## Ejercicios para completar
**1.** Según el texto sobre los yámanas, ¿cuántas palabras tenía su idioma?
**2.** Prosigue el texto sobre los yámanas a partir de su última oración.

## Fragmento seleccionado

= = = = =

Los yámanas.
“Los
awás, pueblo indígena del Amazonas, a punto de desaparecer por la presión de
los madereros y los ganaderos.”
Esta noticia se publicó hace unas semanas,
con una escasa o nula repercusión en los medios de comunicación.
En 2007 conocí en Puerto Williams (sur de
Chile) a Cristina, la última superviviente del pueblo yámana. Tenía ochenta
años, una tez curtida y unos profundos ojos negros.
Los yámanas (o yaganes) eran un pueblo
indígena que habitaba en los canales de Tierra de Fuego, en el extremo sur del
continente americano. Pese al frío húmedo de aquella región iban casi
totalmente desnudos para evitar la saturación por humedad que les causarían los
ropajes mojados por la lluvia. Cazaban lobos marinos que les proporcionaban
alimento, grasa para untar y proteger su cuerpo, y cuero para calzados
sencillos y otros usos. Se desplazaban por los canales fueguinos en canoas, en
las que siempre llevaban un fuego encendido. Probablemente de ahí provenga el
nombre de la región, Tierra de Fuego. Se estima que el pueblo yámana tenía una
antigüedad de 6.000 años y a finales del siglo XIX contaba con una población de
3.000 indígenas. Poseían su propio idioma con más de 32.000 palabras.

= = = = =

## Datos de origen
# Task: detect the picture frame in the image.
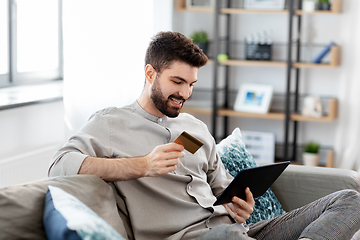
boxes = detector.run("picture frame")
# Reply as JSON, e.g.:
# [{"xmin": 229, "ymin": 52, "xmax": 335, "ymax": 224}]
[
  {"xmin": 234, "ymin": 83, "xmax": 273, "ymax": 114},
  {"xmin": 301, "ymin": 96, "xmax": 323, "ymax": 118},
  {"xmin": 241, "ymin": 130, "xmax": 275, "ymax": 164},
  {"xmin": 244, "ymin": 0, "xmax": 285, "ymax": 10},
  {"xmin": 186, "ymin": 0, "xmax": 215, "ymax": 8}
]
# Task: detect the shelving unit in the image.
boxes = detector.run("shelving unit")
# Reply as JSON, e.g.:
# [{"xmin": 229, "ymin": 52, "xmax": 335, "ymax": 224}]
[{"xmin": 177, "ymin": 0, "xmax": 342, "ymax": 166}]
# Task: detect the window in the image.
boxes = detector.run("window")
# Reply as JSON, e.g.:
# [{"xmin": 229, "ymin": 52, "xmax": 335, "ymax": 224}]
[{"xmin": 0, "ymin": 0, "xmax": 62, "ymax": 87}]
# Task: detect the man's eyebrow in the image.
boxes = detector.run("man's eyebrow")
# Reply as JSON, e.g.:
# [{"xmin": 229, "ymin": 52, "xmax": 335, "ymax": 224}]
[{"xmin": 170, "ymin": 76, "xmax": 197, "ymax": 84}]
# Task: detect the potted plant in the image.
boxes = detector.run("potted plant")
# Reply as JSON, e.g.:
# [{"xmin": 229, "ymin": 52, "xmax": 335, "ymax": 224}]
[
  {"xmin": 190, "ymin": 31, "xmax": 209, "ymax": 55},
  {"xmin": 303, "ymin": 141, "xmax": 320, "ymax": 166},
  {"xmin": 316, "ymin": 0, "xmax": 331, "ymax": 10}
]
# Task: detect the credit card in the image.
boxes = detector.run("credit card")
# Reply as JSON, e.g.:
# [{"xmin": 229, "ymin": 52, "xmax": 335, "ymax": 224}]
[{"xmin": 174, "ymin": 131, "xmax": 204, "ymax": 154}]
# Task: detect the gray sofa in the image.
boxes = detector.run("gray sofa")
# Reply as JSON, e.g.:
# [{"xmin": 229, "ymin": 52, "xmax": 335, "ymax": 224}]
[{"xmin": 0, "ymin": 165, "xmax": 360, "ymax": 240}]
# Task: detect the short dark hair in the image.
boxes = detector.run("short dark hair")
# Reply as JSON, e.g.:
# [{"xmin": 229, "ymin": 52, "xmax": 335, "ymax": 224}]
[{"xmin": 145, "ymin": 31, "xmax": 208, "ymax": 73}]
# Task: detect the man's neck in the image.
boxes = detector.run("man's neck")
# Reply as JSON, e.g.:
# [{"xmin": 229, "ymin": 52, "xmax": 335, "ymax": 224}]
[{"xmin": 136, "ymin": 91, "xmax": 165, "ymax": 118}]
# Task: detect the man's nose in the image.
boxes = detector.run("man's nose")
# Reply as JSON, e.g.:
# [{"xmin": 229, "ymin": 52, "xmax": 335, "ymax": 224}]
[{"xmin": 180, "ymin": 86, "xmax": 192, "ymax": 100}]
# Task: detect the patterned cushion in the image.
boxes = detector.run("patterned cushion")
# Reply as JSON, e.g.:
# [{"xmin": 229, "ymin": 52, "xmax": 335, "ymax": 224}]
[
  {"xmin": 44, "ymin": 186, "xmax": 125, "ymax": 240},
  {"xmin": 216, "ymin": 128, "xmax": 285, "ymax": 223}
]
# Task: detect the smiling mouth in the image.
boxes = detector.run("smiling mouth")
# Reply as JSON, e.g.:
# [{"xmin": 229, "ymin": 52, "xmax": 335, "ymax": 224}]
[{"xmin": 169, "ymin": 97, "xmax": 185, "ymax": 108}]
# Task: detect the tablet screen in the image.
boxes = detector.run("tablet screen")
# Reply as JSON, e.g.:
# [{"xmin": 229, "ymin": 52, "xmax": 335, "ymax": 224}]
[{"xmin": 214, "ymin": 161, "xmax": 290, "ymax": 205}]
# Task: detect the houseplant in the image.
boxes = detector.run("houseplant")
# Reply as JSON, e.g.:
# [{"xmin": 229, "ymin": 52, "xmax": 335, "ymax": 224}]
[
  {"xmin": 317, "ymin": 0, "xmax": 331, "ymax": 10},
  {"xmin": 303, "ymin": 141, "xmax": 320, "ymax": 166},
  {"xmin": 190, "ymin": 31, "xmax": 209, "ymax": 55}
]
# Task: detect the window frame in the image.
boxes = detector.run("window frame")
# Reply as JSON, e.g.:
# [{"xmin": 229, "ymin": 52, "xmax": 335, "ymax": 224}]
[{"xmin": 0, "ymin": 0, "xmax": 64, "ymax": 88}]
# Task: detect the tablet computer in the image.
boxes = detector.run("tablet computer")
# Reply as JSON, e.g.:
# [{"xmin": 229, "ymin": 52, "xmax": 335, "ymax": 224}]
[{"xmin": 214, "ymin": 161, "xmax": 290, "ymax": 205}]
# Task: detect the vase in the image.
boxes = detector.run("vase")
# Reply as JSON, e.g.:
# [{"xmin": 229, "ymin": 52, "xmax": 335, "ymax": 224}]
[{"xmin": 303, "ymin": 152, "xmax": 320, "ymax": 166}]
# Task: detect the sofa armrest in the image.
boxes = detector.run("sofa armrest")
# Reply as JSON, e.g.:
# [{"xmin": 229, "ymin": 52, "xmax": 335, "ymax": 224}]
[{"xmin": 271, "ymin": 164, "xmax": 360, "ymax": 211}]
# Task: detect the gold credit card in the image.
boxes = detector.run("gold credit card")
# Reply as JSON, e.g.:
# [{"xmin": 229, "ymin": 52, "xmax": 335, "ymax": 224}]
[{"xmin": 174, "ymin": 131, "xmax": 204, "ymax": 154}]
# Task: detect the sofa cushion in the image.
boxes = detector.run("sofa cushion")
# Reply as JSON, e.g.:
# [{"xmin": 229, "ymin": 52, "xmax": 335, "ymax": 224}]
[
  {"xmin": 216, "ymin": 128, "xmax": 285, "ymax": 223},
  {"xmin": 44, "ymin": 186, "xmax": 124, "ymax": 240},
  {"xmin": 0, "ymin": 175, "xmax": 126, "ymax": 240}
]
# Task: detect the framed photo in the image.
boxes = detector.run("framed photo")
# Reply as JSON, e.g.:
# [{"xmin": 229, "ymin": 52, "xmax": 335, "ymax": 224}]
[
  {"xmin": 186, "ymin": 0, "xmax": 215, "ymax": 8},
  {"xmin": 244, "ymin": 0, "xmax": 285, "ymax": 10},
  {"xmin": 301, "ymin": 96, "xmax": 323, "ymax": 117},
  {"xmin": 234, "ymin": 83, "xmax": 273, "ymax": 113}
]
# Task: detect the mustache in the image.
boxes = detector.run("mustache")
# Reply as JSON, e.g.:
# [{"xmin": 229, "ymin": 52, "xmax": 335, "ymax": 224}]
[{"xmin": 169, "ymin": 94, "xmax": 186, "ymax": 102}]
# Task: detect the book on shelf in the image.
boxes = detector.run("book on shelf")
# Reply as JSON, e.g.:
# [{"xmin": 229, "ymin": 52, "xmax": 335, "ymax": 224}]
[{"xmin": 313, "ymin": 42, "xmax": 336, "ymax": 63}]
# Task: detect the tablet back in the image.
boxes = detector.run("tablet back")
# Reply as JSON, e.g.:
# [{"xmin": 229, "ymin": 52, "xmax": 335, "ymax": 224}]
[{"xmin": 214, "ymin": 161, "xmax": 290, "ymax": 205}]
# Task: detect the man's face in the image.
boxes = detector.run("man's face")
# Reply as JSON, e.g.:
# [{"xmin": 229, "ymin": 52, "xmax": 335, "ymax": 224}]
[{"xmin": 150, "ymin": 61, "xmax": 198, "ymax": 117}]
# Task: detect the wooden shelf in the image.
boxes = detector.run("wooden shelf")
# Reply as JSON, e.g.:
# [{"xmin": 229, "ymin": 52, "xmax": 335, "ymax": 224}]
[
  {"xmin": 218, "ymin": 109, "xmax": 285, "ymax": 120},
  {"xmin": 177, "ymin": 0, "xmax": 342, "ymax": 15},
  {"xmin": 219, "ymin": 46, "xmax": 340, "ymax": 68},
  {"xmin": 181, "ymin": 106, "xmax": 212, "ymax": 115},
  {"xmin": 220, "ymin": 8, "xmax": 289, "ymax": 14},
  {"xmin": 293, "ymin": 46, "xmax": 340, "ymax": 68},
  {"xmin": 211, "ymin": 98, "xmax": 338, "ymax": 122},
  {"xmin": 290, "ymin": 98, "xmax": 338, "ymax": 122},
  {"xmin": 295, "ymin": 0, "xmax": 342, "ymax": 15}
]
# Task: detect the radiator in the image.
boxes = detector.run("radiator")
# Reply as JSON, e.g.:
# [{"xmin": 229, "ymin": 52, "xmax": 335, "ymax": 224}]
[{"xmin": 0, "ymin": 145, "xmax": 60, "ymax": 188}]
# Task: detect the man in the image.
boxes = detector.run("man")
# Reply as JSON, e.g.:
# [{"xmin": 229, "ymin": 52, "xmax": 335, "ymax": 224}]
[{"xmin": 49, "ymin": 32, "xmax": 360, "ymax": 239}]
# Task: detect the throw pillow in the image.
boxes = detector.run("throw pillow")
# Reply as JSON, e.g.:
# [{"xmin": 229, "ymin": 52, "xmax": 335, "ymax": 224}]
[
  {"xmin": 216, "ymin": 128, "xmax": 285, "ymax": 223},
  {"xmin": 43, "ymin": 186, "xmax": 125, "ymax": 240}
]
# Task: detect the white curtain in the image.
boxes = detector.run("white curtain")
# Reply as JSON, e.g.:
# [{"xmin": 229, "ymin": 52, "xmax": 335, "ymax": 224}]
[
  {"xmin": 63, "ymin": 0, "xmax": 172, "ymax": 137},
  {"xmin": 334, "ymin": 0, "xmax": 360, "ymax": 171}
]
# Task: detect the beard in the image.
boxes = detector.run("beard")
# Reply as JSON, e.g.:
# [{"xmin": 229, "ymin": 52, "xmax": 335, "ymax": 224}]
[{"xmin": 150, "ymin": 77, "xmax": 185, "ymax": 118}]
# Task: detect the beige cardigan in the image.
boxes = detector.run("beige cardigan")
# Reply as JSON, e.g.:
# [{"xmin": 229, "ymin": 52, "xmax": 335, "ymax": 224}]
[{"xmin": 49, "ymin": 102, "xmax": 232, "ymax": 240}]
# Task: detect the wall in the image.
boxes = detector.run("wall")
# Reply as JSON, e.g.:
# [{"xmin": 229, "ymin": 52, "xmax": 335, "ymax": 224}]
[{"xmin": 0, "ymin": 101, "xmax": 65, "ymax": 187}]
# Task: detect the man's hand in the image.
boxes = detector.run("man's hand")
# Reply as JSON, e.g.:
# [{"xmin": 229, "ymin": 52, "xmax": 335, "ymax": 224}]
[
  {"xmin": 225, "ymin": 188, "xmax": 255, "ymax": 223},
  {"xmin": 144, "ymin": 143, "xmax": 185, "ymax": 177},
  {"xmin": 78, "ymin": 143, "xmax": 185, "ymax": 182}
]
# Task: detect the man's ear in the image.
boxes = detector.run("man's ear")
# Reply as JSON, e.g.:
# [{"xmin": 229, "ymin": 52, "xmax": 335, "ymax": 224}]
[{"xmin": 145, "ymin": 64, "xmax": 156, "ymax": 84}]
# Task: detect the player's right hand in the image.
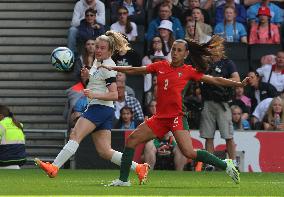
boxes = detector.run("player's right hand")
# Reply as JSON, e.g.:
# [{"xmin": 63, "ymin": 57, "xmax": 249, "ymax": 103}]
[
  {"xmin": 80, "ymin": 67, "xmax": 89, "ymax": 79},
  {"xmin": 99, "ymin": 65, "xmax": 113, "ymax": 71}
]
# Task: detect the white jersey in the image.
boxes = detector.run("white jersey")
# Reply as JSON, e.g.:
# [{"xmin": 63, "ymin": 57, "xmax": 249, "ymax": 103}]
[{"xmin": 87, "ymin": 58, "xmax": 117, "ymax": 107}]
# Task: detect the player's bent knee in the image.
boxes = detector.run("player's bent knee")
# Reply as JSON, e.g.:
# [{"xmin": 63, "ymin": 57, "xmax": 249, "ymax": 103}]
[
  {"xmin": 69, "ymin": 129, "xmax": 81, "ymax": 143},
  {"xmin": 126, "ymin": 137, "xmax": 140, "ymax": 148},
  {"xmin": 183, "ymin": 151, "xmax": 196, "ymax": 159},
  {"xmin": 97, "ymin": 149, "xmax": 112, "ymax": 160}
]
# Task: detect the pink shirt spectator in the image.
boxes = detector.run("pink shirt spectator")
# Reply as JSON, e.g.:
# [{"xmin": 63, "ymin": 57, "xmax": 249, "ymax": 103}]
[
  {"xmin": 249, "ymin": 24, "xmax": 280, "ymax": 44},
  {"xmin": 240, "ymin": 95, "xmax": 251, "ymax": 107}
]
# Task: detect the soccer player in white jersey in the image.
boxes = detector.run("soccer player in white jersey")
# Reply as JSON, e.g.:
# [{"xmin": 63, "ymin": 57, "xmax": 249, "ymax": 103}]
[{"xmin": 35, "ymin": 31, "xmax": 149, "ymax": 183}]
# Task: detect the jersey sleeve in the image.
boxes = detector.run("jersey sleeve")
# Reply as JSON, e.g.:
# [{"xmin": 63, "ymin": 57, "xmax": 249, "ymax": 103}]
[
  {"xmin": 146, "ymin": 62, "xmax": 162, "ymax": 73},
  {"xmin": 188, "ymin": 66, "xmax": 204, "ymax": 81},
  {"xmin": 102, "ymin": 58, "xmax": 117, "ymax": 83}
]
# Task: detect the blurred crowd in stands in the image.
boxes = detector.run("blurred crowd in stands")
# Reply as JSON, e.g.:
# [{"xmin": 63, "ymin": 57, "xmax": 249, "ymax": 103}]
[{"xmin": 62, "ymin": 0, "xmax": 284, "ymax": 169}]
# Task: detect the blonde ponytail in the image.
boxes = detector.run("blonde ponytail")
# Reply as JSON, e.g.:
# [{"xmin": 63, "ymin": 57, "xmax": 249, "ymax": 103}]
[{"xmin": 105, "ymin": 31, "xmax": 130, "ymax": 54}]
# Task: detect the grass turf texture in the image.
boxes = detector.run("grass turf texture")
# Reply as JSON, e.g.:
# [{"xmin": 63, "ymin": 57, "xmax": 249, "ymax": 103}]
[{"xmin": 0, "ymin": 169, "xmax": 284, "ymax": 196}]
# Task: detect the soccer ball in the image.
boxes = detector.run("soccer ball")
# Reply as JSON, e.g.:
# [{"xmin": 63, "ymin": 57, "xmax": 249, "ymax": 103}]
[{"xmin": 51, "ymin": 47, "xmax": 74, "ymax": 71}]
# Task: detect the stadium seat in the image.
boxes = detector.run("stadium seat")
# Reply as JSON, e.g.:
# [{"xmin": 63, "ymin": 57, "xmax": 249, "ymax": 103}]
[
  {"xmin": 249, "ymin": 44, "xmax": 281, "ymax": 70},
  {"xmin": 225, "ymin": 43, "xmax": 249, "ymax": 79},
  {"xmin": 126, "ymin": 75, "xmax": 144, "ymax": 105}
]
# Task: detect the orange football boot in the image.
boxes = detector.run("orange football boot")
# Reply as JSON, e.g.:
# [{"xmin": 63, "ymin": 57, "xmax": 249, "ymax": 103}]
[
  {"xmin": 34, "ymin": 158, "xmax": 59, "ymax": 178},
  {"xmin": 135, "ymin": 163, "xmax": 150, "ymax": 185}
]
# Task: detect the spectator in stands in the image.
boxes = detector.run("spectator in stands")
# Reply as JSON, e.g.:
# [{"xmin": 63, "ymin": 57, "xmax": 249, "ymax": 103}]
[
  {"xmin": 114, "ymin": 81, "xmax": 144, "ymax": 124},
  {"xmin": 158, "ymin": 20, "xmax": 175, "ymax": 54},
  {"xmin": 142, "ymin": 36, "xmax": 170, "ymax": 92},
  {"xmin": 200, "ymin": 51, "xmax": 240, "ymax": 171},
  {"xmin": 0, "ymin": 105, "xmax": 27, "ymax": 169},
  {"xmin": 146, "ymin": 3, "xmax": 184, "ymax": 41},
  {"xmin": 247, "ymin": 71, "xmax": 279, "ymax": 111},
  {"xmin": 67, "ymin": 0, "xmax": 105, "ymax": 54},
  {"xmin": 182, "ymin": 0, "xmax": 211, "ymax": 24},
  {"xmin": 249, "ymin": 7, "xmax": 280, "ymax": 44},
  {"xmin": 263, "ymin": 97, "xmax": 284, "ymax": 130},
  {"xmin": 63, "ymin": 39, "xmax": 95, "ymax": 129},
  {"xmin": 256, "ymin": 51, "xmax": 284, "ymax": 93},
  {"xmin": 185, "ymin": 21, "xmax": 211, "ymax": 43},
  {"xmin": 77, "ymin": 8, "xmax": 105, "ymax": 46},
  {"xmin": 247, "ymin": 0, "xmax": 283, "ymax": 25},
  {"xmin": 144, "ymin": 132, "xmax": 187, "ymax": 171},
  {"xmin": 231, "ymin": 105, "xmax": 250, "ymax": 130},
  {"xmin": 190, "ymin": 8, "xmax": 212, "ymax": 36},
  {"xmin": 111, "ymin": 0, "xmax": 145, "ymax": 25},
  {"xmin": 110, "ymin": 6, "xmax": 138, "ymax": 41},
  {"xmin": 214, "ymin": 6, "xmax": 247, "ymax": 43},
  {"xmin": 215, "ymin": 0, "xmax": 247, "ymax": 27},
  {"xmin": 145, "ymin": 100, "xmax": 157, "ymax": 119},
  {"xmin": 214, "ymin": 0, "xmax": 241, "ymax": 8},
  {"xmin": 70, "ymin": 95, "xmax": 88, "ymax": 128},
  {"xmin": 144, "ymin": 74, "xmax": 157, "ymax": 106},
  {"xmin": 112, "ymin": 42, "xmax": 142, "ymax": 67},
  {"xmin": 152, "ymin": 0, "xmax": 183, "ymax": 21},
  {"xmin": 114, "ymin": 106, "xmax": 137, "ymax": 130},
  {"xmin": 116, "ymin": 72, "xmax": 135, "ymax": 97}
]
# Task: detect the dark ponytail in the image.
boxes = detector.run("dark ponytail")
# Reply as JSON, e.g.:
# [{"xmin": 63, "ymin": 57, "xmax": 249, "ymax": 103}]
[
  {"xmin": 186, "ymin": 35, "xmax": 225, "ymax": 72},
  {"xmin": 0, "ymin": 105, "xmax": 23, "ymax": 130}
]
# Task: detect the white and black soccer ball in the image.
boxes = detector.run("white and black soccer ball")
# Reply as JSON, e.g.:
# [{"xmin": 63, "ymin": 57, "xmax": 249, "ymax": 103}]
[{"xmin": 51, "ymin": 47, "xmax": 74, "ymax": 72}]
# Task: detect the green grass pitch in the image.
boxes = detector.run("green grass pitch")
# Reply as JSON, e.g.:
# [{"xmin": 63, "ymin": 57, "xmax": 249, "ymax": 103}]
[{"xmin": 0, "ymin": 169, "xmax": 284, "ymax": 196}]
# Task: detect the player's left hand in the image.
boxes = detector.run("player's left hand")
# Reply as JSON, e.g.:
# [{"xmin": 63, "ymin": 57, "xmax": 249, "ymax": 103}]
[
  {"xmin": 83, "ymin": 89, "xmax": 95, "ymax": 99},
  {"xmin": 242, "ymin": 77, "xmax": 250, "ymax": 87},
  {"xmin": 99, "ymin": 65, "xmax": 113, "ymax": 71}
]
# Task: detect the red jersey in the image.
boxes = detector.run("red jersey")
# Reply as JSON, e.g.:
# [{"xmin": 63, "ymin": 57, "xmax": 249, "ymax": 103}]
[{"xmin": 146, "ymin": 61, "xmax": 203, "ymax": 118}]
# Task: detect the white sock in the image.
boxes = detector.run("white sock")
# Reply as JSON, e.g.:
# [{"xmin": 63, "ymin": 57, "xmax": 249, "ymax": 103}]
[
  {"xmin": 52, "ymin": 140, "xmax": 79, "ymax": 168},
  {"xmin": 110, "ymin": 151, "xmax": 138, "ymax": 171}
]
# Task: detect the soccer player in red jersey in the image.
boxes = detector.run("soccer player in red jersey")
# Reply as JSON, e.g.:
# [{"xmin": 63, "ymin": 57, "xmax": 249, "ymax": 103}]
[{"xmin": 105, "ymin": 36, "xmax": 248, "ymax": 186}]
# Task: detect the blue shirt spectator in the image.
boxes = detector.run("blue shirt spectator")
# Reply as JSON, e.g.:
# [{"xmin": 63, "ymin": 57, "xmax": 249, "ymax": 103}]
[
  {"xmin": 247, "ymin": 2, "xmax": 283, "ymax": 24},
  {"xmin": 215, "ymin": 3, "xmax": 247, "ymax": 26},
  {"xmin": 214, "ymin": 22, "xmax": 247, "ymax": 42},
  {"xmin": 146, "ymin": 4, "xmax": 184, "ymax": 41}
]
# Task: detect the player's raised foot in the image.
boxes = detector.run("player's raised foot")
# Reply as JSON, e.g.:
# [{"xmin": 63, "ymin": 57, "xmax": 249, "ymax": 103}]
[
  {"xmin": 34, "ymin": 158, "xmax": 58, "ymax": 178},
  {"xmin": 224, "ymin": 159, "xmax": 241, "ymax": 184},
  {"xmin": 107, "ymin": 179, "xmax": 131, "ymax": 187},
  {"xmin": 135, "ymin": 163, "xmax": 150, "ymax": 185}
]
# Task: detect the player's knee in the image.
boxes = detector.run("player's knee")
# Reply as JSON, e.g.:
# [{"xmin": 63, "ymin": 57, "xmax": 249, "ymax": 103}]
[
  {"xmin": 183, "ymin": 150, "xmax": 196, "ymax": 159},
  {"xmin": 69, "ymin": 128, "xmax": 80, "ymax": 143},
  {"xmin": 126, "ymin": 135, "xmax": 141, "ymax": 148},
  {"xmin": 97, "ymin": 149, "xmax": 111, "ymax": 160}
]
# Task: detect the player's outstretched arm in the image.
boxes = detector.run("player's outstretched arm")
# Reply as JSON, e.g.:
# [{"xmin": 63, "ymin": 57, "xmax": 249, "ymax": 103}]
[
  {"xmin": 100, "ymin": 65, "xmax": 148, "ymax": 75},
  {"xmin": 200, "ymin": 75, "xmax": 249, "ymax": 87}
]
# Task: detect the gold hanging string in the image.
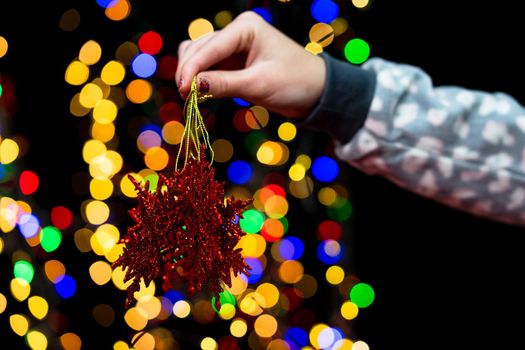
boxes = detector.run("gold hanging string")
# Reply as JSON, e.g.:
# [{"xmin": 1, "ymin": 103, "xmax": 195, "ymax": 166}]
[{"xmin": 175, "ymin": 76, "xmax": 213, "ymax": 172}]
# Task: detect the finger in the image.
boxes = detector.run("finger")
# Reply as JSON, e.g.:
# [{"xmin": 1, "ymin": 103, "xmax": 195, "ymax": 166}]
[
  {"xmin": 179, "ymin": 15, "xmax": 257, "ymax": 96},
  {"xmin": 175, "ymin": 32, "xmax": 216, "ymax": 83},
  {"xmin": 197, "ymin": 69, "xmax": 255, "ymax": 98},
  {"xmin": 175, "ymin": 33, "xmax": 215, "ymax": 89}
]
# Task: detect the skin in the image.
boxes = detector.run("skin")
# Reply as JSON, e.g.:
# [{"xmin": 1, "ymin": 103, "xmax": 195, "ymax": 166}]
[{"xmin": 175, "ymin": 11, "xmax": 326, "ymax": 118}]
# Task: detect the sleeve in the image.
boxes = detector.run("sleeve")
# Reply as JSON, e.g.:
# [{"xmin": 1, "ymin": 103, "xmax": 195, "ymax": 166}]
[{"xmin": 305, "ymin": 56, "xmax": 525, "ymax": 226}]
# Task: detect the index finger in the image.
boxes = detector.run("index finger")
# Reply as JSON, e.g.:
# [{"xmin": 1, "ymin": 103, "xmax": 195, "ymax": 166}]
[{"xmin": 176, "ymin": 14, "xmax": 256, "ymax": 96}]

= = = = =

## Lista de respuestas
**1.** Más de 32.000 palabras.

**2.**
Precisamente a finales del s. XIX tuvieron su
primer contacto con el “hombre blanco”. Los europeos descubrieron que el aceite
del lobo marino era un combustible ideal para las farolas de sus ciudades,
fundamentalmente de Londres. Y los yámanas se quedaron sin su base nutricional
y su protección corporal. Pero por si este ataque a su cuerpo no había sido
suficiente, su alma tampoco quedó al margen de la presión de nuestros
antecesores, en forma de misiones anglicanas empeñadas en “evangelizar” a estos
indígenas. El contacto con el hombre blanco trajo las enfermedades (sarampión,
neumonía, tuberculosis) desconocidas para ellos, muriendo por centenares. En
1908 ya sólo quedaban 170. Pero además los europeos consideraron a estos
indígenas patagónicos “salvajes dignos de estudio”, comenzando la exhibición de
indígenas vivos en ciudades europeas y norteamericanas.
Hoy sólo queda Cristina y con ella
desaparecerá definitivamente un pueblo indígena más. Un pequeño y humilde museo
en Ushuaia será lo único que haga pervivir su memoria. Impresiona pensar que en
tres o cuatro generaciones se puede “acabar” con un pueblo de más de 6.000 años
de existencia. Es sencillo: les quitamos su alimento, ocupamos su territorio y
les provocamos un choque cultural del que ya no podrán recuperarse jamás.